** The input **
◆ ◆ ◆ ◆

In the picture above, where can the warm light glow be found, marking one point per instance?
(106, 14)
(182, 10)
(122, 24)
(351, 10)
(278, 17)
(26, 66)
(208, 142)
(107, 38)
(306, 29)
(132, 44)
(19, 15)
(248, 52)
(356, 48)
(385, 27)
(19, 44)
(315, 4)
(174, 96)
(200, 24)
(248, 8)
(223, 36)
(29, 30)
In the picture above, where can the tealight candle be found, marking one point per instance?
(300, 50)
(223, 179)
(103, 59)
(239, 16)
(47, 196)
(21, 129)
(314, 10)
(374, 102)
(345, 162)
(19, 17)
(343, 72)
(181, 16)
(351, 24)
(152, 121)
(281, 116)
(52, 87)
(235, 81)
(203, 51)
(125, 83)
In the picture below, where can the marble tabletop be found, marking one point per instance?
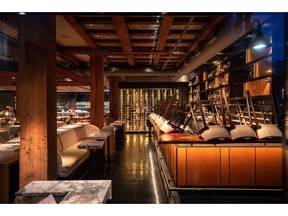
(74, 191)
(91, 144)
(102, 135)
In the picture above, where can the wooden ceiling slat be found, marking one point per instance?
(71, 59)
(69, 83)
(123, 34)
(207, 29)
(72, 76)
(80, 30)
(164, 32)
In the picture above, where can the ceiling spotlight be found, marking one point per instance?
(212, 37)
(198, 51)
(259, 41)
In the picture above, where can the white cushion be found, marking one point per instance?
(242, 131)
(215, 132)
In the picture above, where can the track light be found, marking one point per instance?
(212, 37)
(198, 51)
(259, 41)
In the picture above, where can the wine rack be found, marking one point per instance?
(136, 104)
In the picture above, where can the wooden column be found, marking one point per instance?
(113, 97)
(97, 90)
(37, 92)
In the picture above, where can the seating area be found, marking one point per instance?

◆ ◆ ◆ ◆

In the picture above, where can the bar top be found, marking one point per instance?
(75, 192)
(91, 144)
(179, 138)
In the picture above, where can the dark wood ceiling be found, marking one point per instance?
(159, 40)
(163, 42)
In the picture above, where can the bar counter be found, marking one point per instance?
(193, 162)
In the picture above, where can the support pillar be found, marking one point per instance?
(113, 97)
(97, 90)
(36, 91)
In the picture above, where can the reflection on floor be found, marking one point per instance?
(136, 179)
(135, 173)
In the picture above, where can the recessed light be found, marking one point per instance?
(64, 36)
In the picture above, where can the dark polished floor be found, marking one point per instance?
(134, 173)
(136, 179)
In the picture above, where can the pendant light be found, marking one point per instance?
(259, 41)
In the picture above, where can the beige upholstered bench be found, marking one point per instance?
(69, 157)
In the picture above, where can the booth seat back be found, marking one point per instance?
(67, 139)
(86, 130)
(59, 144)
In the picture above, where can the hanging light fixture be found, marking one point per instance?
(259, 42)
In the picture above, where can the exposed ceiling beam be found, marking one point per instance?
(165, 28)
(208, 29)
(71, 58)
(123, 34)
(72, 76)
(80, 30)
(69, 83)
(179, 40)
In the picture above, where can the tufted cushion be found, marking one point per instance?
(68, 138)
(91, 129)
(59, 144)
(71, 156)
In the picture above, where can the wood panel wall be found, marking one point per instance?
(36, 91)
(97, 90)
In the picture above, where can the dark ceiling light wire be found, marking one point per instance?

◆ ◆ ◆ ◆

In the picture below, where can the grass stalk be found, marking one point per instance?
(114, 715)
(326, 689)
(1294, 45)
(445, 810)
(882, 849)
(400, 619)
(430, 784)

◆ ◆ ◆ ◆

Copy verbatim, from the listing above, each line from the one containing "In the picture above, where can the ceiling" down to the one containing "In the picture above, where can the seating", inclusive.

In the picture above, where can the ceiling spotlight be found, marking one point per instance?
(212, 37)
(198, 51)
(259, 41)
In the picture above, where can the white cushion be found, marking one point per instance?
(242, 131)
(215, 132)
In the picture above, where can the track light be found, marking one point per instance?
(212, 37)
(198, 51)
(259, 41)
In the picture above, where can the wine rack be found, marking one point per instance?
(136, 104)
In the picture above, where can the wooden column be found, marking one point per instance?
(113, 97)
(97, 90)
(37, 92)
In the picture above, where can the seating area be found, marking one point per instance?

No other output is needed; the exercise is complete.